_Tekstfragment_
Maatregel gericht op versterken broedbiotoop porseleinhoen en versterken foerageerbiotoop zwarte stern, purperreiger en porseleinhoen

a. ruilen en. verwerven van grond rondom SBB percelen

In polder Blokweer zijn de aangekochte percelen ten behoeve van natuurontwikkeling nog niet toereikend voor een aaneengesloten blok nieuwe natuur van voldoende omvang (vergelijk figuur 5.4). Om dit te bereiken is grondverwerving en grondruil rondom de percelen van Staatsbosbeheer nodig. Er wordt ingezet op een zo groot mogelijk aaneengesloten natuurblok.

_Opdracht_
Beantwoord deze vragen met behulp van het tekstfragment hierboven.
(a) Van welke vogelsoort moet de maatregel het broedbiotoop versterken?
(b) In welke polder zijn de aangekochte percelen nog niet toereikend voor een aaneengesloten blok nieuwe natuur?
(c) Rondom de percelen van welke organisatie zijn grondverwerving en grondruil nodig?

_Aangeleverde gegevens_
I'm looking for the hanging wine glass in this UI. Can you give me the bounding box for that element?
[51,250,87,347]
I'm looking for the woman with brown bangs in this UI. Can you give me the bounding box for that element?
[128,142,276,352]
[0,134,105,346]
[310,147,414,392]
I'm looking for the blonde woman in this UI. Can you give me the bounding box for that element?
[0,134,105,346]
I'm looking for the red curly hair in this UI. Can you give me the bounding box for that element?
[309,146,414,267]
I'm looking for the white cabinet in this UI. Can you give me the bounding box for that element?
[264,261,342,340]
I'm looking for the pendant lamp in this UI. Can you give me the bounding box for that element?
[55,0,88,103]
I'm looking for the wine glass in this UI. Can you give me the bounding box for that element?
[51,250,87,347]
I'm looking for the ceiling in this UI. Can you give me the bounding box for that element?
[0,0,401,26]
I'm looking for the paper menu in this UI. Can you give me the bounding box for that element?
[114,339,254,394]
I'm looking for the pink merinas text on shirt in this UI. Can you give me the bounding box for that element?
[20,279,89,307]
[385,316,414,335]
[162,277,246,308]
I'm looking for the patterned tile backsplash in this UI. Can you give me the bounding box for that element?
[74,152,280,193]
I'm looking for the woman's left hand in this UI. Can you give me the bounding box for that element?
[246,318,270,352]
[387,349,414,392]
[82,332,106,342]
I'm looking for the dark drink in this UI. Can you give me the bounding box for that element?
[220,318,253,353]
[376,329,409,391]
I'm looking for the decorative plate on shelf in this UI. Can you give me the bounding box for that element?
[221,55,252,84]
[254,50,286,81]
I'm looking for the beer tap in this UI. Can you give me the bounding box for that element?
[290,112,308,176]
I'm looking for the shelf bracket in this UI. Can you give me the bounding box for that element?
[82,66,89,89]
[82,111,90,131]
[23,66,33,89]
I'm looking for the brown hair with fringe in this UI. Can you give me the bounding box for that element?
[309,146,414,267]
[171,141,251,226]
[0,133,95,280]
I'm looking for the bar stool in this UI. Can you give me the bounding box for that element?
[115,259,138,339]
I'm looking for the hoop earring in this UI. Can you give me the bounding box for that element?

_Antwoord_
(a) Porseleinhoen.
(b) Polder Blokweer.
(c) Staatsbosbeheer.